PAGE TEXT:

..........

The aluminum parts are polished to a bright finish.  I intentionally dulled the photo so that the details could be seen.  The chain is common 420 sized as used on mid sized ATVs and motocross bikes.  Too bad you can't see all of the goodies hidden inside.  There was a lot of intricate machining.  Hidden beneath the pretty surface are four 1.625" roller bearings, several C clips for locating, a 1.25" od needle bearing, a Torrington bearing, and O ring seals.  Note the stainless bolts now instead of rusty crap.  That one bolt in the sprocket mount is all that holds everything together.  Remove it and everything slides apart in 30 seconds for easy maintenance should it ever be necessary.



Look at that sexy butt!  I need to learn how to make a Sir-Mix-A-Lot song play on mouse hover. 


See all those motor wires?  There's 11 instead of the simple 2 wires on brushed motors.  Definitely ups the complication going brushless.  But, what you lose in simplicity you gain back in efficiency.  It was like removing a band aid.  A pain and scary at first then all good once finished.



These are custom wound brushless motors.  Currently and as far as I know, there are no off-the-shelf brushless motors made that are suitable for a wheelchair application.  I simply did the math to come to the specs I needed, lubed up my bank account, and searched online for a vendor.  Several places blew me off because they want high volume orders without much work.

..........

RECORDED DATA:

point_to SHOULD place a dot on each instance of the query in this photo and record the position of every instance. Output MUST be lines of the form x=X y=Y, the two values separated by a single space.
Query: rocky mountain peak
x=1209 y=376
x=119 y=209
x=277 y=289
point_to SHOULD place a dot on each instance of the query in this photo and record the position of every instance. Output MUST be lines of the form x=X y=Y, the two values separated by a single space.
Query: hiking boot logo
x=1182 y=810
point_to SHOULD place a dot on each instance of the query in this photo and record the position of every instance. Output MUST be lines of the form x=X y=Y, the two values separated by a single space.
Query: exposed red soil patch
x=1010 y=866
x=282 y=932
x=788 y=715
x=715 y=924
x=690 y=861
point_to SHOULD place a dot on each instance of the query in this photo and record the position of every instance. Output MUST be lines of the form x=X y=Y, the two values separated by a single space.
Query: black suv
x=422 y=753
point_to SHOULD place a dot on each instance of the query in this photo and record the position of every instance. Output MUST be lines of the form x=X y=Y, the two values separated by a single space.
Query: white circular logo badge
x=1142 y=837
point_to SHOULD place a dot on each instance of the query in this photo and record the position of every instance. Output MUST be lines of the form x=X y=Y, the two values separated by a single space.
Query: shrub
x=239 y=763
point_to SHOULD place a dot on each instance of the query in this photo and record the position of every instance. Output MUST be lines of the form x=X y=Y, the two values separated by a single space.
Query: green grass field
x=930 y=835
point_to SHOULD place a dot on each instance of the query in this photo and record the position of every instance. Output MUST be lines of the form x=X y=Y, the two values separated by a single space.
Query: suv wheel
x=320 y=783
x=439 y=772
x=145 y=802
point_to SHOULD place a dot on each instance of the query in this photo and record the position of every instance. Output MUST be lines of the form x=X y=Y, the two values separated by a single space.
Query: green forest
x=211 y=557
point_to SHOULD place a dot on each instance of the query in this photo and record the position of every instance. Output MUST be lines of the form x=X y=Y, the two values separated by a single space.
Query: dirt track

..........

TASK SET:
a) Print the passage of the wheelchair build text starting with "The aluminum parts" and going on through "on mouse hover.".
b) According to the wheelchair build text, how many motor wires does the brushless setup have?
c) Write the next part of the wheelchair build text, picking up after its last sentence.
The entries come from a separate source, not from the wheelchair build text.

ANSWERS TO EACH TASK:
a)
The aluminum parts are polished to a bright finish.  I intentionally dulled the photo so that the details could be seen.  The chain is common 420 sized as used on mid sized ATVs and motocross bikes.  Too bad you can't see all of the goodies hidden inside.  There was a lot of intricate machining.  Hidden beneath the pretty surface are four 1.625" roller bearings, several C clips for locating, a 1.25" od needle bearing, a Torrington bearing, and O ring seals.  Note the stainless bolts now instead of rusty crap.  That one bolt in the sprocket mount is all that holds everything together.  Remove it and everything slides apart in 30 seconds for easy maintenance should it ever be necessary.



Look at that sexy butt!  I need to learn how to make a Sir-Mix-A-Lot song play on mouse hover.

b) Eleven.

c)
I could only find one company that was willing to even acknowledge my inquiries for just a few units.  Albeit it wasn't cheap.  $1,700 later and motors were ordered (cheaper than you'll pay for a similar or lower quality motor from a wheelchair thief/vendor). 

Those gearboxes are SWEET!  Permanently lubed planetary reductions.  They were a bit loud at first, but have gotten quieter with use.  No louder than a standard low efficiency worm drive gearbox in typical powerchairs if they were run at this rpm or power level.


Wheelie Bar

The wheels and hardware were whittled out of a solid bar of 6061-t6 aluminum.  The "tires" are simply big R sized O rings that fit into grooves I machined into the wheels.  The soft aluminum wheels will eventually get dinged up pretty bad.  Once that happens I'll make some more tires.  For now they look pretty!


The bolts are stainless.  The rod is also stainless.  It doubles as a tow bar.  Believe it or not, this chair will pull a load.  It pulls my 14hp  60" tow behind mower without issue.  Try that in your standard powerchair.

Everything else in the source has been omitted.